| INSTRUCCIONES DE TRABAJO |
[1] ¿Con qué tema empezó el concierto que describe la crónica?
[2] Prosigue la crónica del concierto a partir de su última frase.

| FRAGMENTO PROPORCIONADO |
►
A las 20:45, con «Luminol» como comienzo, comprobamos que lo visto el año pasado no es simple casualidad. Si la perfección fue inventada para alguien, debe haber sido para él. El sonido más impecable alguna vez oído por estas tierras sale del escenario y rodea todo el recinto. El muchacho va de la guitarra al piano, al bajo, mientras al mismo tiempo dirige su orquesta eléctrica. La precisión es tan impactante que los sonidos parecen ejecutados de su mente. La barrera de sueño y realidad parece borrarse por momentos.
◄
| EXTRACTOS DE DATOS |
►
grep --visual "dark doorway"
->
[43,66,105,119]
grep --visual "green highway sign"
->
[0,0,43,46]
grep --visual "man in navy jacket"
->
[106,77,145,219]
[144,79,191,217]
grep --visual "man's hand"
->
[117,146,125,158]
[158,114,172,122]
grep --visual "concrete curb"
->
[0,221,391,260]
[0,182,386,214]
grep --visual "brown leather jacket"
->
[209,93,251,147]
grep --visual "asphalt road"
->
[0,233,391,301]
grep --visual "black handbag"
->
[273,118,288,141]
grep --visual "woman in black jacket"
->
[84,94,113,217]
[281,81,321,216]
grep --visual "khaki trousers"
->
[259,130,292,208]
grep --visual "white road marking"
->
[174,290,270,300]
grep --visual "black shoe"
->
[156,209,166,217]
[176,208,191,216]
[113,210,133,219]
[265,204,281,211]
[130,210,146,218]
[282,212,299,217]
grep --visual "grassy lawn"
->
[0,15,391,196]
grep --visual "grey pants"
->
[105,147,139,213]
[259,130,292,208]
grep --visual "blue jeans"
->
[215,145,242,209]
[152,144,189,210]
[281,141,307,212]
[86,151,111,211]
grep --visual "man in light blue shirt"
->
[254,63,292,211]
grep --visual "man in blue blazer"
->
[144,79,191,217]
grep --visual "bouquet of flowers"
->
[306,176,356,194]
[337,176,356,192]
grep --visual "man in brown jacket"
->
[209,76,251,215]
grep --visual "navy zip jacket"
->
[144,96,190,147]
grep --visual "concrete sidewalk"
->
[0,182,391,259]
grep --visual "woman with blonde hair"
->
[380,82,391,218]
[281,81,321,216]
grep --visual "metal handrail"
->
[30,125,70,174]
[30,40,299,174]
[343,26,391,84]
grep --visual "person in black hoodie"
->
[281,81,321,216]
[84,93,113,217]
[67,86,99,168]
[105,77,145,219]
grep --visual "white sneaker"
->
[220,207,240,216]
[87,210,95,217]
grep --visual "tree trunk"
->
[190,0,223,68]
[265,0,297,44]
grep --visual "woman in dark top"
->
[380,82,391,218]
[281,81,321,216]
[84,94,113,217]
◄
| EN RESPUESTA |
[1] Con «Luminol».

[2]
Wilson puede mostrarse como el tipo más accesible del mundo y al mismo tiempo como un dictador al que todos deberían tener miedo. Al no funcionar su guitarra hace un comentario irónico sobre la tecnología argentina, para luego corregirse y hablar en nombre de la inoperancia británica cuando uno de los técnicos asume la culpa. Cuando el cantante no está ejecutando sus instrumentos, cierra los ojos y se deja llevar, o se acerca a sus músicos, como si estuviera evaluándolos, posando sus ojos sobre ellos, esperando que cometan un error, cosa que nunca pasa. Más teniendo a monstruos como Chad Wackerman en la batería y Nick Beggs en el bajo.
A mitad del concierto baja una tela blanca que hace de pantalla y se proyectan películas alusivas mientras la banda interpreta «The Wacthmaker» e «Index». Uno sabe que está viendo algo realmente trascendente cuando hasta los chicos que trabajan en la barra no dejan de mirar el show.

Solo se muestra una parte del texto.